*ASSIGNED TASK:* Restate word for word the lines of the entries below, starting with the line that holds "Objective — for the dark" and ending with the line that holds "Objective — for the corn", and no others.

[EXERCISE INPUT — start]

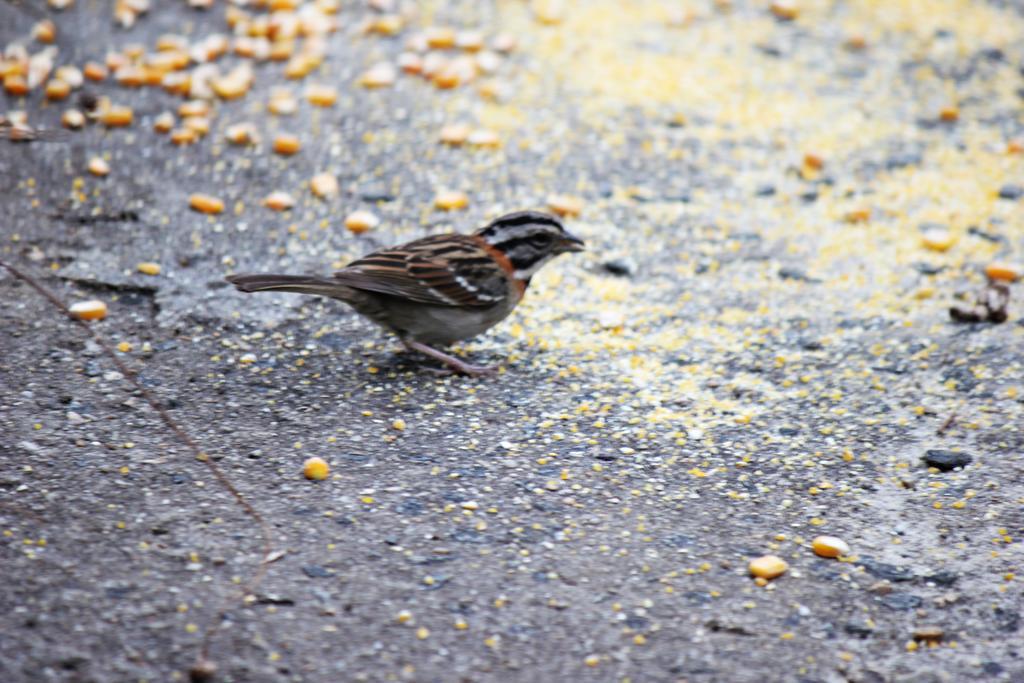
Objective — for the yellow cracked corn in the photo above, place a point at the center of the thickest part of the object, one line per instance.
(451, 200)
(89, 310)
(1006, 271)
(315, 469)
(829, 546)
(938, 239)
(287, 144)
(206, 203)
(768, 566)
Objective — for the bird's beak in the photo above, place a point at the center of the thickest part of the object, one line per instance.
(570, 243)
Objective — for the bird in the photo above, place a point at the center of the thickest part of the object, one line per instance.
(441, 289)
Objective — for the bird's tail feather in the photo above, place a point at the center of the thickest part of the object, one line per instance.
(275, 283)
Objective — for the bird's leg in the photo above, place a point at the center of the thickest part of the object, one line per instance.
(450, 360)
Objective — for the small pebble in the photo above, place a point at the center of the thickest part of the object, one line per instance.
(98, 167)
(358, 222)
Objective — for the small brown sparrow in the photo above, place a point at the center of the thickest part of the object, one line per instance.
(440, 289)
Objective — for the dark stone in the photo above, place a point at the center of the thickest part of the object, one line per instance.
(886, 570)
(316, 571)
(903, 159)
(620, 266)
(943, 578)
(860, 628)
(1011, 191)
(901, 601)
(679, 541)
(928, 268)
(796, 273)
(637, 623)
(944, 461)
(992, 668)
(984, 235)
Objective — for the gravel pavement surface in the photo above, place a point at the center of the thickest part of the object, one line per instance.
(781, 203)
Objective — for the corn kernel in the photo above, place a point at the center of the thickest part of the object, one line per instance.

[EXERCISE INPUT — finish]
[EXERCISE INPUT — start]

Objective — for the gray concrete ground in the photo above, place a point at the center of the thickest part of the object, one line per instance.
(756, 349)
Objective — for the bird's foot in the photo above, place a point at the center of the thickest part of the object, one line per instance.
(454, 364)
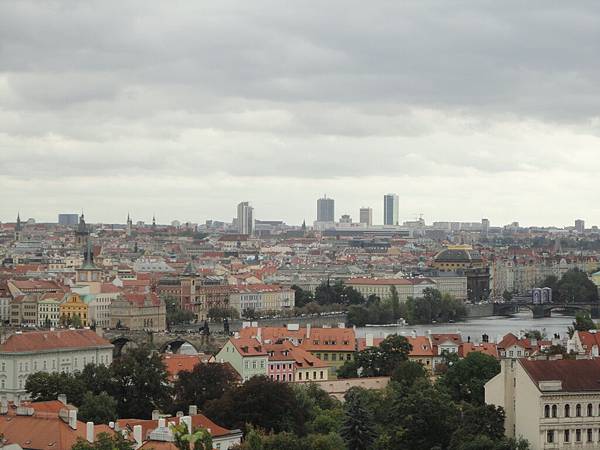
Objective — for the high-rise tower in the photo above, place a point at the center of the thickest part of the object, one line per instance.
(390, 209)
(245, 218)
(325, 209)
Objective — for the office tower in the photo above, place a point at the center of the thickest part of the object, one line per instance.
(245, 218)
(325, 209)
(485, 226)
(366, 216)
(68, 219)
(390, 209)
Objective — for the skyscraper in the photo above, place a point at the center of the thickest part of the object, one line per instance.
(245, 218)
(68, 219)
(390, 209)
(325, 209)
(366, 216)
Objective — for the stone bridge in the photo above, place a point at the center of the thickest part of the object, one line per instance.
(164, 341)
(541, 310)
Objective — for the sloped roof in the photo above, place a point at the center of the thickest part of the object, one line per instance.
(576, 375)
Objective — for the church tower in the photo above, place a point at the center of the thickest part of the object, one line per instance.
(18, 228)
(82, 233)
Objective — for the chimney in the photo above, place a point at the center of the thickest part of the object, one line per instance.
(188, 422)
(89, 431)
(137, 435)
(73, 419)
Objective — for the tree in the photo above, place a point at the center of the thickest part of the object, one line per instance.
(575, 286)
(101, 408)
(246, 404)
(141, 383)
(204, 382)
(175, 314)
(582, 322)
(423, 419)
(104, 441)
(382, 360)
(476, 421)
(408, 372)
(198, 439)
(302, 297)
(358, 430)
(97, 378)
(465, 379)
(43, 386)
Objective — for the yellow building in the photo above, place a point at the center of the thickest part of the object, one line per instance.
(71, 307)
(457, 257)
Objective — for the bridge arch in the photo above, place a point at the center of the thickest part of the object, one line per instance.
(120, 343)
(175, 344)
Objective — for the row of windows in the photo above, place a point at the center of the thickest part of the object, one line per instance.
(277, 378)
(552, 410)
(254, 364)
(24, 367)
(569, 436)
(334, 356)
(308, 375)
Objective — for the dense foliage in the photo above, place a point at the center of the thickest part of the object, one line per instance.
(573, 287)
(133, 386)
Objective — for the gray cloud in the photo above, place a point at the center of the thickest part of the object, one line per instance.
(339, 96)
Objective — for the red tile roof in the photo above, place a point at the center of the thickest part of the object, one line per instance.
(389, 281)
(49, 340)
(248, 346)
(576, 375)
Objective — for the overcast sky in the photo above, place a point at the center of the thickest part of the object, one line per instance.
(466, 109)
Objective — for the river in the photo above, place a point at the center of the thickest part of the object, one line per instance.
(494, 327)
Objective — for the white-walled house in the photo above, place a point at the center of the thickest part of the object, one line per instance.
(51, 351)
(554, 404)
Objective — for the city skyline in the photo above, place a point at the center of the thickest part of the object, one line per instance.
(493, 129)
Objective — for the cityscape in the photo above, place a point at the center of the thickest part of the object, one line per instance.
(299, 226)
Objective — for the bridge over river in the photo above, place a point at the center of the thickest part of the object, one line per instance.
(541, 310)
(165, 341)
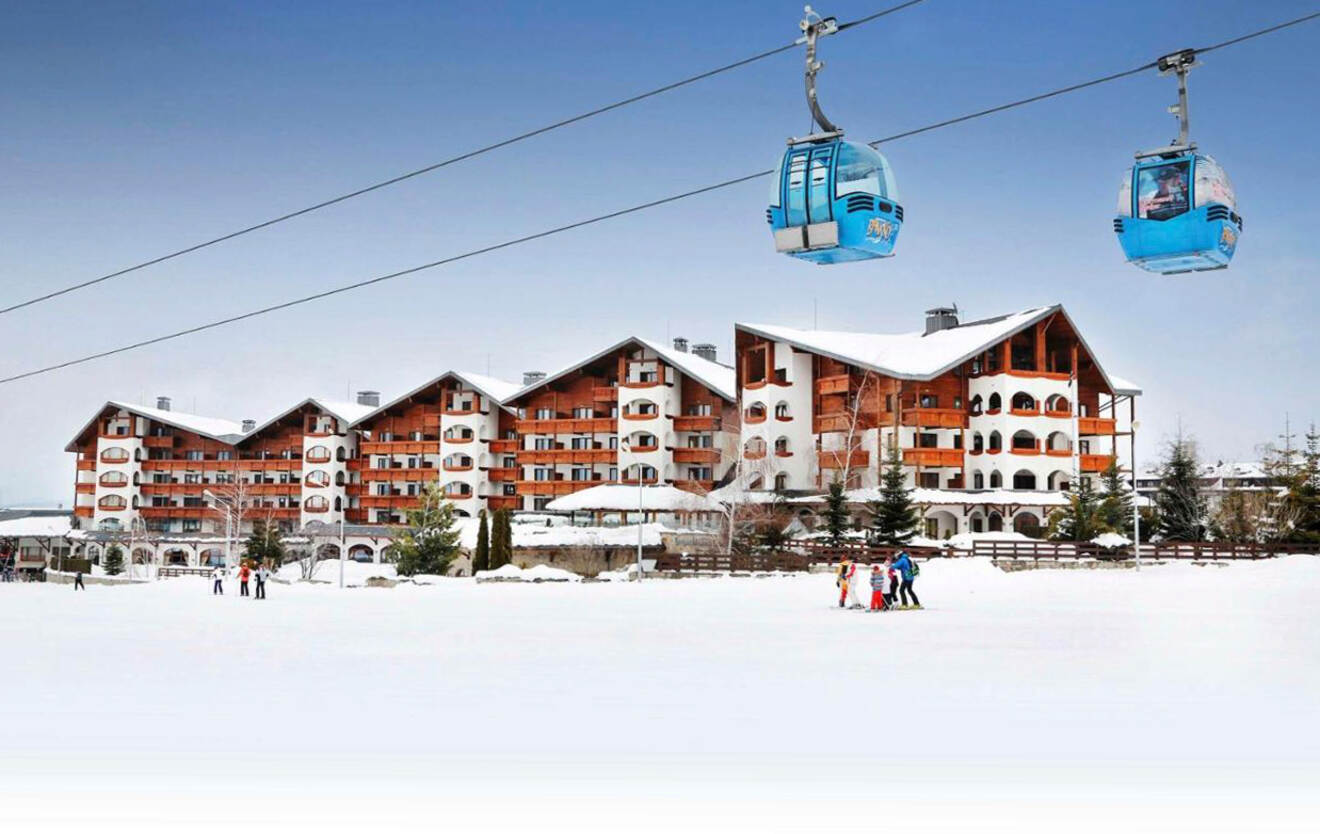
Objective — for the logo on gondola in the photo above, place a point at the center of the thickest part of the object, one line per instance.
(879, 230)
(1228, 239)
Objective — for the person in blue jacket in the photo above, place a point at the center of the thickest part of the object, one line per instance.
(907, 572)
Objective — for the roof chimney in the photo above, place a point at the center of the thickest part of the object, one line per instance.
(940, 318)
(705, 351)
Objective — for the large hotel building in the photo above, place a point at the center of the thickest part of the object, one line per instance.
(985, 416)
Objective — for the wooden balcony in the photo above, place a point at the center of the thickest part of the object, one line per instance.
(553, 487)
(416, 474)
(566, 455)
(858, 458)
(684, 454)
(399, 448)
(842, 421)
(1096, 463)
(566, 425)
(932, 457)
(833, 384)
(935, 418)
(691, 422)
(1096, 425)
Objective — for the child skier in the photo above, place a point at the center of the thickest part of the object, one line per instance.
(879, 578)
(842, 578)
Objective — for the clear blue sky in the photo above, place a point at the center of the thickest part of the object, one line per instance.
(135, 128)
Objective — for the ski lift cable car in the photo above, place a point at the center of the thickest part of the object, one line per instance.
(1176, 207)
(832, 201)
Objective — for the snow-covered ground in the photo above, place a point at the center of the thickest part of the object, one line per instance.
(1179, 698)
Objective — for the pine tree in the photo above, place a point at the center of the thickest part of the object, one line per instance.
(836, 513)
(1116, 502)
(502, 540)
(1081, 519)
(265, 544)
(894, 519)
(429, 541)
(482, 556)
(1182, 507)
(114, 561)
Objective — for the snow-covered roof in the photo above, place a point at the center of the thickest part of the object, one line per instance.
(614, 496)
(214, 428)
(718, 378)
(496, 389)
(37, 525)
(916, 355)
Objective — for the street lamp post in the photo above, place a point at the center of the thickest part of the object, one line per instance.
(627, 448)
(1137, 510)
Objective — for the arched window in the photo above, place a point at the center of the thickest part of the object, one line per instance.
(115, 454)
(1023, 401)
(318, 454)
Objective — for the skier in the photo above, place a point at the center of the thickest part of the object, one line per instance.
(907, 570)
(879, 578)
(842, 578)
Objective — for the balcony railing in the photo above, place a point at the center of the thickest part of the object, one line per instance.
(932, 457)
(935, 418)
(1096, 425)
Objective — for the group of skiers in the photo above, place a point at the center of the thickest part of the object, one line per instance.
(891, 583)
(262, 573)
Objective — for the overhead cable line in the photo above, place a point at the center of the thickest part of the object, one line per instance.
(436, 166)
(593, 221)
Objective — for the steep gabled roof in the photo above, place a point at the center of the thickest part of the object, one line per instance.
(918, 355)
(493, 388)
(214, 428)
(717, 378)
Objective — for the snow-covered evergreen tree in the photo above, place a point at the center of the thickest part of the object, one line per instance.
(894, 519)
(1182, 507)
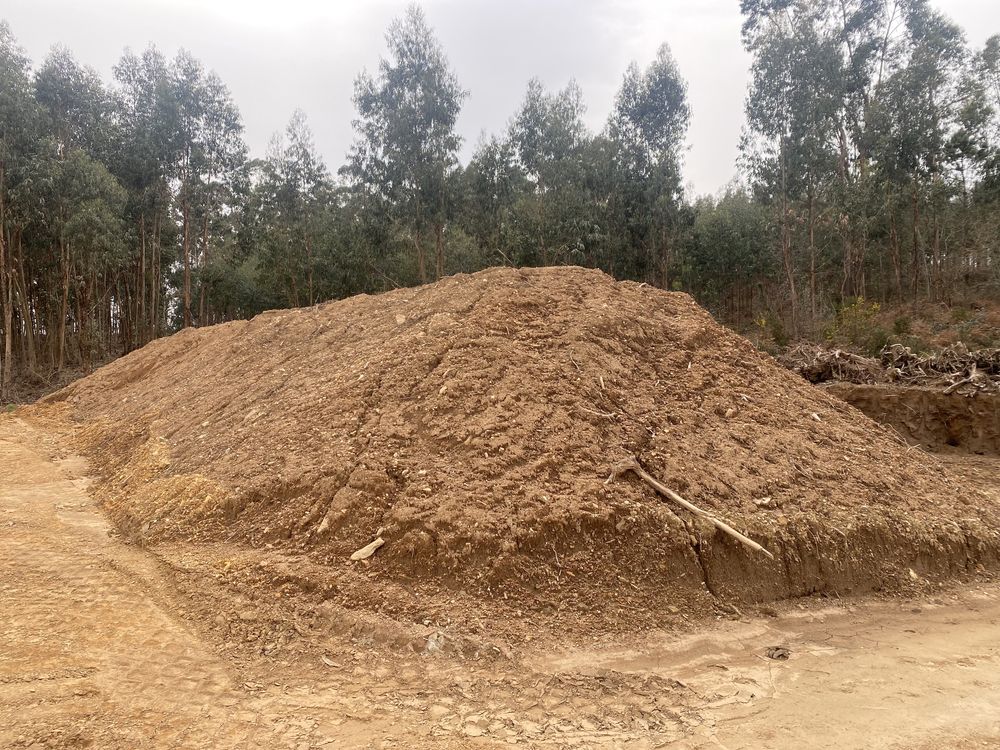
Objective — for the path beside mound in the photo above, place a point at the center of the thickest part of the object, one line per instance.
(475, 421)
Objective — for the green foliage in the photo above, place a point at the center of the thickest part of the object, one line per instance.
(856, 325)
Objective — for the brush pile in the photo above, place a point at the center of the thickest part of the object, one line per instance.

[EXERCISE INPUT — finish]

*ANSWER BELOW:*
Objective — for the dark stone in the photo above, place a point at the center of the thickest part of the object, one line per instance.
(886, 570)
(316, 571)
(903, 159)
(620, 266)
(943, 578)
(860, 628)
(1011, 191)
(901, 601)
(679, 541)
(928, 268)
(796, 273)
(637, 623)
(944, 461)
(992, 668)
(984, 235)
Objective — for the gravel pavement surface in the photo above, place a point at the center of the thickest part of the object, one line per instance.
(781, 203)
Objective — for the corn kernel in the photo above, place a point at the center of the thickest part of the object, one line per instance.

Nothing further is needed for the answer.